Task to carry out: Give back all of the data exactly as written.

Entries taken from a collection:
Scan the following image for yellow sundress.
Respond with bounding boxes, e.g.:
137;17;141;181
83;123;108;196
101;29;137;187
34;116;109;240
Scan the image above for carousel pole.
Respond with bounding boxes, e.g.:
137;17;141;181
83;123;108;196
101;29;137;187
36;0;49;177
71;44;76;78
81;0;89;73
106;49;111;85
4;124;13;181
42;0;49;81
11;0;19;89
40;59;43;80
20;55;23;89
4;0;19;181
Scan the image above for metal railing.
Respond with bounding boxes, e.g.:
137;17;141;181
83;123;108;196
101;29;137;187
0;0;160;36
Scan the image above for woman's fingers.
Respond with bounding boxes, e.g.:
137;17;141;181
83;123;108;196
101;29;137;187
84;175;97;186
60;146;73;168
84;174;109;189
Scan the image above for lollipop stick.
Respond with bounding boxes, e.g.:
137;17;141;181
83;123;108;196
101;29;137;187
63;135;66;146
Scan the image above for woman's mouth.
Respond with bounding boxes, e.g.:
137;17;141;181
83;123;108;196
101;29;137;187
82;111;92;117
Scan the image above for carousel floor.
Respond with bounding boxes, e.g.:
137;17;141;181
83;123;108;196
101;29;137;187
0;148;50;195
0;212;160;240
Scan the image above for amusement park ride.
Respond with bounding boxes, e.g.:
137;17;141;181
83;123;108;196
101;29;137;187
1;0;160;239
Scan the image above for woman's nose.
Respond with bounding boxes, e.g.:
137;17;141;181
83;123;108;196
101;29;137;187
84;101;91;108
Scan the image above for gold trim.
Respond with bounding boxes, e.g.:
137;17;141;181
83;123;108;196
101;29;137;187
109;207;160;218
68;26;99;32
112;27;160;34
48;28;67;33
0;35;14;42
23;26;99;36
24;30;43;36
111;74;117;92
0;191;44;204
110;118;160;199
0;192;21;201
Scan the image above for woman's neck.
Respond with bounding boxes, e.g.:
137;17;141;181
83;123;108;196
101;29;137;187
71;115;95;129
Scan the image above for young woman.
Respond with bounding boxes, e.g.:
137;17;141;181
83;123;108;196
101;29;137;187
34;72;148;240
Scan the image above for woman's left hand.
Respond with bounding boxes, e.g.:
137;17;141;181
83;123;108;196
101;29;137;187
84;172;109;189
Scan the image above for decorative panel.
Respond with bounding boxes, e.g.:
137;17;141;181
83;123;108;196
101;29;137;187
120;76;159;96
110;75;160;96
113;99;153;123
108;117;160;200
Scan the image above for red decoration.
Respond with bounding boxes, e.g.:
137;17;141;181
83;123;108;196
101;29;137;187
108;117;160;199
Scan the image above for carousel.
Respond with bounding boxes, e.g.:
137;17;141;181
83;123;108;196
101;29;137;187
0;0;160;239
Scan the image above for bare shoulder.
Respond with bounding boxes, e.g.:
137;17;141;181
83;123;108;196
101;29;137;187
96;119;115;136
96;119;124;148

Task response:
Scan the following image for yellow sundress.
Respond with bounding boxes, e.g.:
137;17;141;181
83;123;108;196
101;29;137;187
34;116;109;240
Scan the image above for carousel pole.
Respond with bounding boxes, e.g.:
137;17;141;181
83;123;108;196
101;29;137;187
36;0;49;177
71;44;76;78
81;0;89;73
106;49;111;85
4;124;13;181
42;0;49;81
11;0;19;89
40;59;43;80
20;55;23;89
4;0;19;181
Scan the image above for metal railing.
Respond with bounding boxes, e.g.:
137;17;141;181
83;123;108;196
101;29;137;187
0;0;160;36
Scan the image above for woman's fingers.
Respond with bounding boxes, e.g.:
137;17;141;181
83;123;108;196
101;29;137;187
84;175;97;186
60;146;73;168
84;174;109;189
Scan the image above for lollipop stick.
Respond with bounding boxes, e.g.:
137;17;141;181
83;123;108;196
101;29;137;187
63;135;66;146
Scan the image above for woman's mouth.
Respond with bounding boxes, e.g.:
137;17;141;181
83;123;108;196
101;29;137;187
82;111;92;117
Scan the image above for carousel floor.
Respond with bounding boxes, e.g.:
137;17;141;181
83;123;108;196
101;29;137;187
0;148;50;195
0;212;160;240
Scan the image above for amusement park ride.
Respond with bounding boxes, e.g.:
137;17;141;181
83;123;108;196
101;29;137;187
1;0;160;239
Scan the image above for woman's nose.
Respond with bounding boxes, e.g.:
137;17;141;181
83;123;108;196
101;29;137;187
84;101;91;108
Scan the image above for gold trim.
Respond with bounding boxes, e.g.:
137;17;141;181
83;123;108;196
101;29;137;187
109;207;160;218
68;26;99;32
112;27;160;34
48;28;67;33
0;35;14;42
23;26;99;36
24;30;43;36
111;74;117;92
0;191;44;204
110;118;160;199
0;192;21;201
Scan the image above for woman's neck.
Respond with bounding boxes, e.g.:
137;17;141;181
83;123;108;196
101;29;137;187
71;115;95;129
Scan the image above for young woman.
Respond with bounding boxes, e.g.:
137;17;141;181
83;123;108;196
101;29;137;187
34;72;148;240
Scan the image above for woman's left hand.
Respond with bounding boxes, e.g.:
137;17;141;181
83;123;108;196
101;29;137;187
84;172;109;189
Scan the image above for decorative panel.
Respond with bounding boxes, e.g.:
137;17;141;181
83;123;108;196
101;29;137;187
120;76;159;96
110;75;160;96
113;99;153;123
108;117;160;200
Scan the image above for red decoration.
Respond with bounding boxes, e.g.:
137;17;141;181
83;123;108;196
101;29;137;187
108;117;160;199
Scan the image above for carousel.
Respond with bounding boxes, e.g.:
137;17;141;181
83;123;108;196
101;29;137;187
0;0;160;239
Scan the image above for bare shoulder.
Respond with bounding boxes, e.g.:
137;17;141;181
83;123;108;196
101;29;137;187
96;119;115;136
96;119;124;148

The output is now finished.